What to produce: Repeat each record exactly as written, and drop any images.
━━━ Input records
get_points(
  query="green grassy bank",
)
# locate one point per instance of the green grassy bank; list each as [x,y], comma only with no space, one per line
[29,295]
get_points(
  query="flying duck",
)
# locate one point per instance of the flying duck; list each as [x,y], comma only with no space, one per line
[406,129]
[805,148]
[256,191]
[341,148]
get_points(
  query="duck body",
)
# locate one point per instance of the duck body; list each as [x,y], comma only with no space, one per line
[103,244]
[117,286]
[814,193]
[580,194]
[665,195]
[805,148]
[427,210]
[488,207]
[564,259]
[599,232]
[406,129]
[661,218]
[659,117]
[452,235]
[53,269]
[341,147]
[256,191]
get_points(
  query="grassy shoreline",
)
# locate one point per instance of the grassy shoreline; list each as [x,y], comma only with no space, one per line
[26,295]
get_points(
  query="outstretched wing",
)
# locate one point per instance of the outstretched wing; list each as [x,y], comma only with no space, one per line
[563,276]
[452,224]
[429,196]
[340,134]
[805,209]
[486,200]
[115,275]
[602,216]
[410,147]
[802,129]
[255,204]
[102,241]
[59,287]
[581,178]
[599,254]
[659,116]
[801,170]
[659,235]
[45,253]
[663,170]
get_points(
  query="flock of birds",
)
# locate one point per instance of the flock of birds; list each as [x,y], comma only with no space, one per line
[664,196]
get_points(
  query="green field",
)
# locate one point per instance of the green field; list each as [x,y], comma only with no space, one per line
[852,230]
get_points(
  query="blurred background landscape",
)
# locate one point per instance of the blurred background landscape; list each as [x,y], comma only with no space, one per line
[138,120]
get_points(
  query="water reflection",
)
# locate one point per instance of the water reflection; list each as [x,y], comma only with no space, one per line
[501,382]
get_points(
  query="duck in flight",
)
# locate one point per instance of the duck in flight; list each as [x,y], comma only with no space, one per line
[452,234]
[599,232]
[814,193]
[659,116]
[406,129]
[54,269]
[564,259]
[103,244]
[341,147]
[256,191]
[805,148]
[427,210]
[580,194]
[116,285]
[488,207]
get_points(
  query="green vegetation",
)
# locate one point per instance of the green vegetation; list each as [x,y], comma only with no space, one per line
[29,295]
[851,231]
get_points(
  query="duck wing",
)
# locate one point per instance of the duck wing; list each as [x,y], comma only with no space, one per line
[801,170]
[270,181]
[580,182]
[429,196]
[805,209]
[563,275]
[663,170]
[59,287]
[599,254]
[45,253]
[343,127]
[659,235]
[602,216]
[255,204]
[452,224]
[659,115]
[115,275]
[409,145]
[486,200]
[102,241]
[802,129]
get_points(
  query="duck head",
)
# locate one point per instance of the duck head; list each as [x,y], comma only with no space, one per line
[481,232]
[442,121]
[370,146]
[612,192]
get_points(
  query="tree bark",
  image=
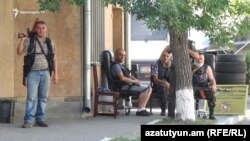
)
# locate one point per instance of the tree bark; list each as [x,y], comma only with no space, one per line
[183,81]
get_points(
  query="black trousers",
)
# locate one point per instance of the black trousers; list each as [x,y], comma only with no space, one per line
[162,95]
[209,96]
[172,94]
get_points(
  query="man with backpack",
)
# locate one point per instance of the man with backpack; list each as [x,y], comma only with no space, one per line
[39,63]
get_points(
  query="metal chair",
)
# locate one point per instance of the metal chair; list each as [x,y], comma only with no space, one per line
[98,94]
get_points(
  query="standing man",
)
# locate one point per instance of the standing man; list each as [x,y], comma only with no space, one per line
[39,63]
[161,78]
[129,84]
[193,53]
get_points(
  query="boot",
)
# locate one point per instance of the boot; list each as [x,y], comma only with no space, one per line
[211,114]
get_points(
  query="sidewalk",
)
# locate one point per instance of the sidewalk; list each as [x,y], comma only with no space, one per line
[67,124]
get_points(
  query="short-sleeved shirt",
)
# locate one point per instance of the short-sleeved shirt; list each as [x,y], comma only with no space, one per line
[128,89]
[40,59]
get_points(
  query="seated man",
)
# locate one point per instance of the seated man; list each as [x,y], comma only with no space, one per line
[129,84]
[161,78]
[204,83]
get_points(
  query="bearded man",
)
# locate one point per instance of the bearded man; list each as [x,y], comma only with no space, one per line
[204,84]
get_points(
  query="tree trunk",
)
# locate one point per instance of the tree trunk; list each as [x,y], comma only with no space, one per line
[183,87]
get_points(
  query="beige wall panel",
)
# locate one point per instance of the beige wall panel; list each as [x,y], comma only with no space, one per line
[64,28]
[6,49]
[118,28]
[108,28]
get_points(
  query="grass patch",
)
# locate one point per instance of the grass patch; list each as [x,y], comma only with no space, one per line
[198,121]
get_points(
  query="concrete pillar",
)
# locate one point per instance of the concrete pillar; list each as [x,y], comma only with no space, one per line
[7,49]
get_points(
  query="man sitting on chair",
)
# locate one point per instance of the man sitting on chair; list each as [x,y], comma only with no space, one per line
[129,85]
[204,83]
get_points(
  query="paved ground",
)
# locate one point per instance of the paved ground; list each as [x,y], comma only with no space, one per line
[67,124]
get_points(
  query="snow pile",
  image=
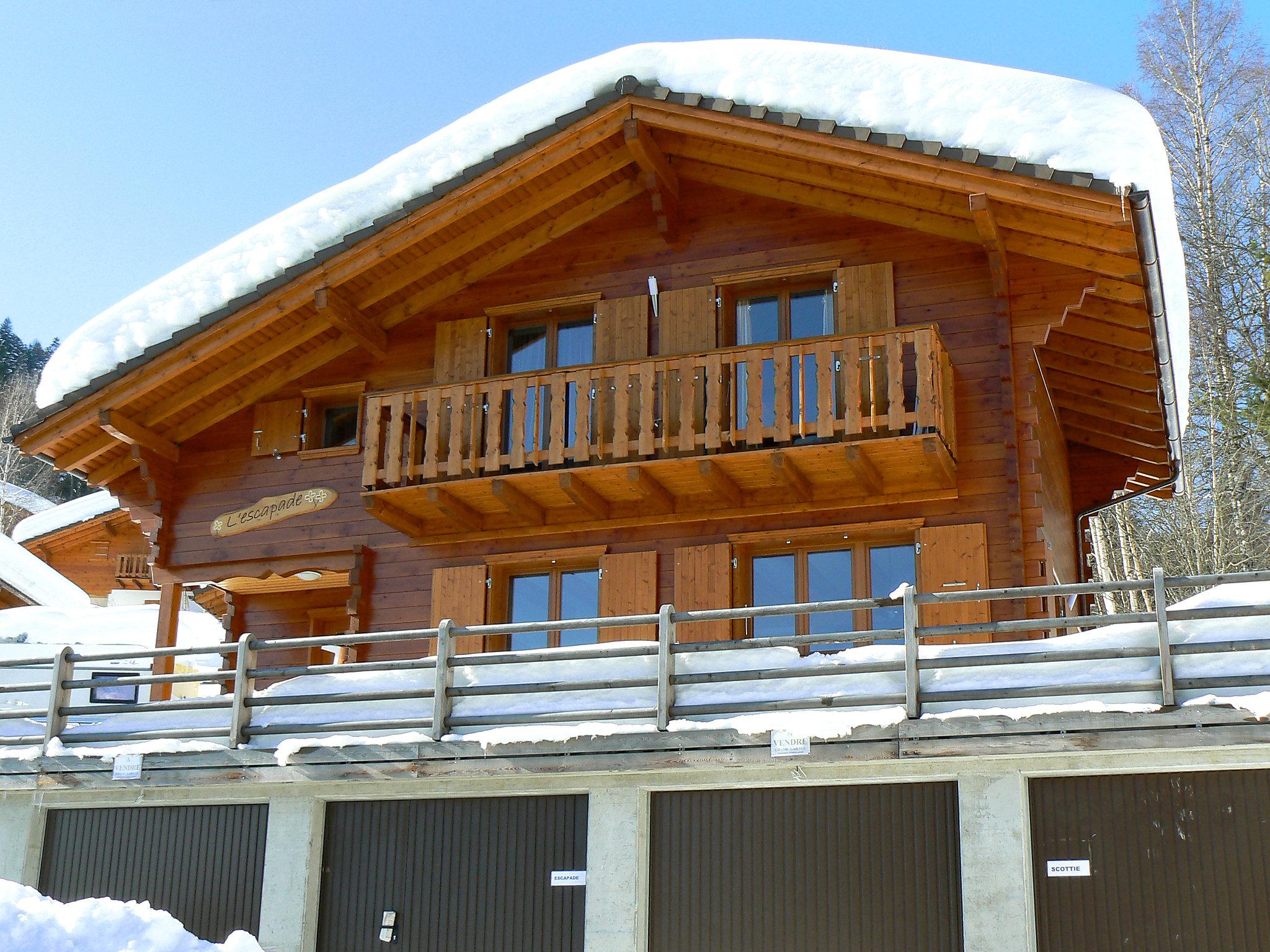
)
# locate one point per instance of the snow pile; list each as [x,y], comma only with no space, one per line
[36,580]
[837,676]
[60,517]
[35,923]
[1036,118]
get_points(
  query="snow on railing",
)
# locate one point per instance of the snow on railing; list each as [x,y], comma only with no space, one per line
[1133,656]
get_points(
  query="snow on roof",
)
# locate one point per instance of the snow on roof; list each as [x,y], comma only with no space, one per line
[35,580]
[1036,118]
[37,923]
[24,499]
[60,517]
[40,631]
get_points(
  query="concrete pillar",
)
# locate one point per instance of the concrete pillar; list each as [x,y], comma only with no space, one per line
[996,863]
[618,833]
[20,833]
[293,875]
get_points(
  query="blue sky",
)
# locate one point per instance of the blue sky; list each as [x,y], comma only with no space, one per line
[134,136]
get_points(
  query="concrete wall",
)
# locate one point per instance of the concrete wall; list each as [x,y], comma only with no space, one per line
[996,863]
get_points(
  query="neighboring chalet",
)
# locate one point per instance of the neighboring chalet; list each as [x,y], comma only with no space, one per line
[685,327]
[93,541]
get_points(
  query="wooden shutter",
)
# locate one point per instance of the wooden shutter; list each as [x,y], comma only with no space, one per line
[686,320]
[954,559]
[865,299]
[277,427]
[621,329]
[460,353]
[628,586]
[459,594]
[703,579]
━━━━━━
Answer section:
get_points(
  query="green grassy bank",
)
# locate one point per instance of the green grassy bank; list each as [x,y], comma only with no space, one per line
[29,295]
get_points(
  query="flying duck",
)
# locate one point per instance of the flying duck; list each as [x,y], comma only with no space, one per line
[406,129]
[805,148]
[256,191]
[341,148]
get_points(
  query="duck body",
)
# locate one point per instance of the duck body; list each as [x,y], comma only with no space, one per line
[103,244]
[117,286]
[814,193]
[580,194]
[665,195]
[805,148]
[427,210]
[488,207]
[564,259]
[599,232]
[406,129]
[661,218]
[659,117]
[452,235]
[53,269]
[341,147]
[256,191]
get_points(
  query="grassy shoreline",
)
# locate one point per instance of the grassy shoreline; list each as [x,y], comma only with no space, one per line
[26,295]
get_points(
  query="outstretched wing",
)
# locate one point per instance of the outstretched wing; list each as [x,y], comma only with no space, one per line
[563,276]
[452,224]
[429,196]
[340,134]
[805,209]
[486,200]
[115,275]
[602,216]
[410,147]
[802,129]
[255,204]
[102,241]
[59,287]
[581,178]
[599,254]
[659,116]
[801,170]
[659,235]
[45,253]
[663,170]
get_points(
  query="flock of birds",
)
# locate one point per instance of the flock of birds; list each as [x,y], comma only with no space, one per line
[664,196]
get_points(
  query="green field",
)
# locate one point per instance of the green field; list each as [x,y], comma only with no space, one per line
[852,230]
get_points(
  query="blurred background landscape",
)
# locate one point per instance of the blurred background landscape; list each as [x,y], comma only with no space, one per line
[138,120]
get_points(
  query="water reflection",
)
# locate one point per instance of the water reflection; list each as [x,y], comma only with no space, one per line
[501,382]
get_points(
  query="duck in flight",
)
# locate one point per instance of the duck in flight; list each as [x,y], comma only with no space, one per line
[452,234]
[599,232]
[814,193]
[659,116]
[406,129]
[54,269]
[564,259]
[103,244]
[341,147]
[256,191]
[805,148]
[427,210]
[580,194]
[116,285]
[488,207]
get_points(
  query="green vegetation",
)
# locate one point per instance of the green vegetation; list each as [x,y], comma only with no space, one per line
[29,295]
[851,231]
get_points(
  query="duck wing",
)
# locate one point per instance of the duck wing; list each as [x,y], comma only with no space, one per line
[801,170]
[270,181]
[580,182]
[429,196]
[805,209]
[563,275]
[663,170]
[59,287]
[599,254]
[45,253]
[343,127]
[659,235]
[602,216]
[255,204]
[452,224]
[659,115]
[115,275]
[409,145]
[486,200]
[102,241]
[802,129]
get_points(
  query="duck head",
)
# locate one point per instance of the duck head; list each as [x,y], comma only with no space, one per line
[481,232]
[442,121]
[370,146]
[612,192]
get_points(
  query="tree bark",
  image=
)
# locate one point per instance of the tree bark; list each as [x,y], comma only with no space, one per line
[183,81]
get_points(
  query="black trousers",
)
# locate one point per instance of the black trousers; list each as [x,y], comma only with no space, one per line
[162,95]
[209,96]
[172,94]
get_points(
  query="man with backpack",
)
# locate one point per instance of the man with backpack; list each as [x,y], comma only with no space, one per line
[39,63]
get_points(
  query="metal chair",
)
# locate one point per instance of the metal chair; list each as [x,y], comma only with no space, one per line
[98,94]
get_points(
  query="standing man",
)
# locate one point per instance of the standing man; list each as [x,y], comma only with no space, one per line
[39,63]
[161,78]
[129,84]
[193,53]
get_points(
  query="boot",
)
# locate one point per instance of the boot; list each as [x,y], comma only with no space, one per line
[211,114]
get_points(
  query="sidewalk",
)
# locate one point per instance of the sidewalk; list each as [x,y], comma only with no space, one per line
[67,124]
get_points(
  query="short-sleeved shirt",
)
# locate one point per instance of the short-sleeved shirt; list each as [x,y], comma only with no space, one per line
[128,89]
[40,59]
get_points(
  query="seated man",
)
# locate one point per instance of the seated man; list each as [x,y], comma only with no space, one per line
[129,84]
[161,78]
[204,83]
get_points(
  query="bearded man",
)
# locate one point per instance of the bearded man; list each as [x,y], comma only with no space, one per line
[204,84]
get_points(
  query="tree trunk",
)
# locate one point per instance of the tree trunk; list each as [x,y], comma only with no space, one per line
[183,87]
get_points(
  query="beige wall panel",
)
# locate one point per instance of the beige wall panel; list each as [x,y], comma only with no space, one per line
[64,28]
[6,49]
[118,28]
[108,28]
get_points(
  query="grass patch",
)
# locate one point per instance of the grass patch; list each as [x,y], comma only with no space, one per line
[198,121]
get_points(
  query="concrete pillar",
)
# locate one point per instance of the concrete pillar; list each as [x,y], comma only with no space, one per line
[7,49]
get_points(
  query="man sitting on chair",
)
# locate one point per instance of the man sitting on chair; list each as [x,y], comma only with no space, one per line
[129,85]
[204,83]
get_points(
  query="paved ground",
)
# locate one point per instance of the paved ground; list each as [x,y], comma only with no space, one per line
[67,124]
get_points(
  query="snow pile",
  image=
)
# locate one point per instance of the snow pile; list each as [x,y], comma only with no space, one per line
[36,580]
[837,676]
[60,517]
[35,923]
[1036,118]
get_points(
  query="snow on railing",
)
# locate one point per instance of the snow on railing; list each as [x,y], comma only with no space, one per line
[1133,656]
get_points(
  query="snow on roof",
)
# locate one point per instance of the snow on roof; list each as [x,y], comma only with no space, one per line
[35,580]
[1036,118]
[37,923]
[24,499]
[60,517]
[40,631]
get_points(
  query="concrete pillar",
)
# locate one point per instance of the concrete pillar; list each as [x,y], comma only with no space, one per line
[996,863]
[618,833]
[20,833]
[293,875]
get_points(
  query="blue sky",
)
# locate one point per instance of the blue sky; list each as [x,y], comma only with no space, one per line
[134,136]
get_points(
  query="concrete wall",
)
# locate one point per instance of the concrete wall; list each as [x,y], comma only with no space, one per line
[996,863]
get_points(
  query="neighboring chalet",
)
# locate one point per instance of the neighboring chalet; list each as [x,y], comma only with no space, one per line
[685,327]
[93,541]
get_points(
  query="wooden shutter",
)
# locate one point per instance of the wooden shutter; list each as [x,y], comma only with no space, one per line
[686,320]
[954,559]
[865,299]
[277,427]
[621,329]
[460,353]
[628,586]
[459,594]
[703,579]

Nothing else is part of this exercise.